* TEXT SEGMENT *
○ ○ ○ ○
2. The connection of claim 1, wherein:
a. said back member of said connector has a top edge and a bottom edge; and
b. said first and second anchor receiving members of said connector are formed with aligned support faces.
3. The connection of claim 2, further comprising:
a washer member disposed on said aligned support faces of said first and second anchor receiving members, spanning said space between said first and second anchor receiving members, said washer member formed with an opening for receiving said anchor member therethrough for attaching said connector to said concrete foundation.
4. The connection of claim 1, wherein:
said back member of said connector is formed with openings for receiving said fasteners.
5. The connection of claim 1, wherein:
a. said first side member of said connector is formed with a first opening which receives said first anchor receiving member and a second opening which receives said second anchor receiving member; and
b. said second side member of said connector is formed with a first opening which receives said first anchor receiving member and a second opening which receives said second anchor receiving member.
6. The connection of claim 5, wherein:
a. said first anchor receiving member of said connector has first and second ends and a body portion;
b. said second anchor receiving member of said connector has first and second ends and a body portion; and wherein
c. said first ends and said second ends of said first and second anchor receiving members are wider than said body portions of said first and second anchor receiving members and wider than said first openings and said second openings in said first and second side members that receive said first and second anchor receiving members such that said first and second anchor receiving members are locked in place.
7. The connection of claim 1 wherein:
said first and second side members of said connector are substantially rectangular in shape.
8. The connection of claim 1, further comprising:
a. a first flange connected to said first side member opposite said back member; and
b. a second flange connected to said second side member opposite said back member.
○ ○ ○ ○
* DATA LINES *
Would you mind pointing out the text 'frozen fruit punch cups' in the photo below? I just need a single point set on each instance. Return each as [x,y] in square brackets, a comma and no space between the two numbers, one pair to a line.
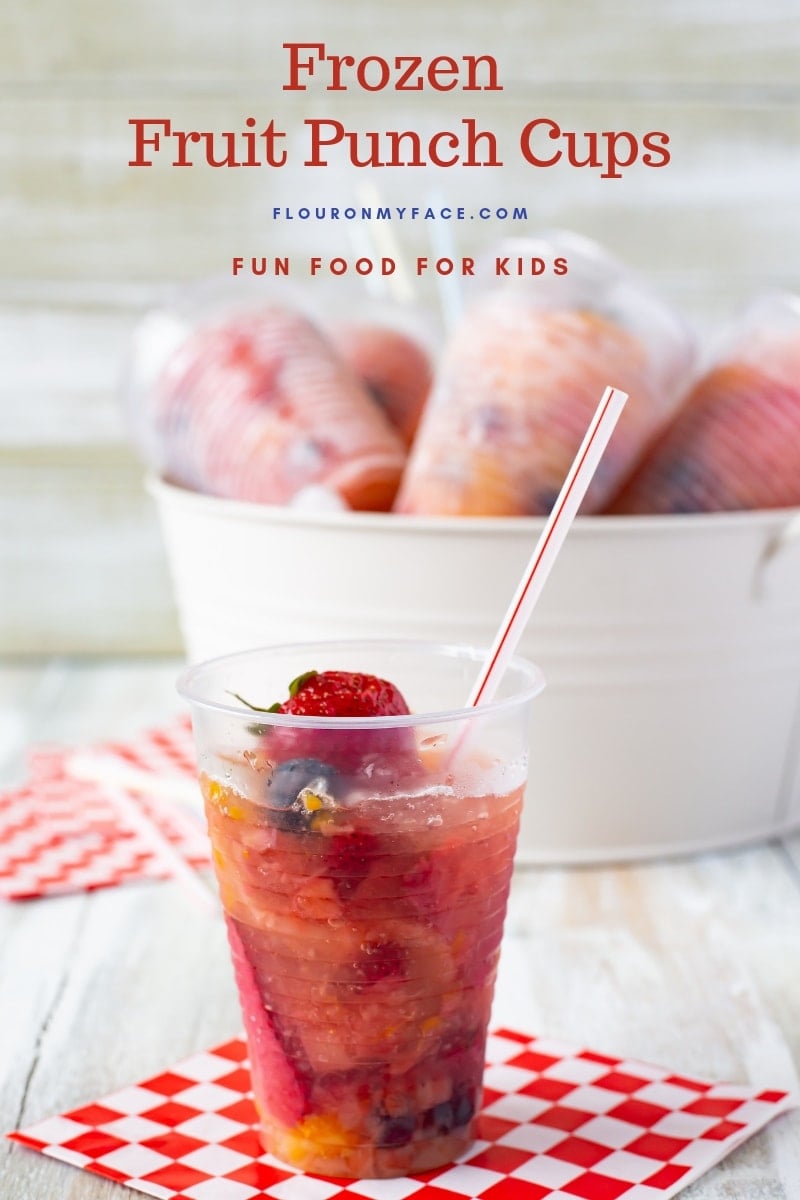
[364,826]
○ ○ ○ ○
* WHAT YOU HAVE TO DO *
Which of the connector claims above refer directly back to claim 1? Give their numbers.

* THE REPLY *
Claims 2, 4, 5, 7, and 8.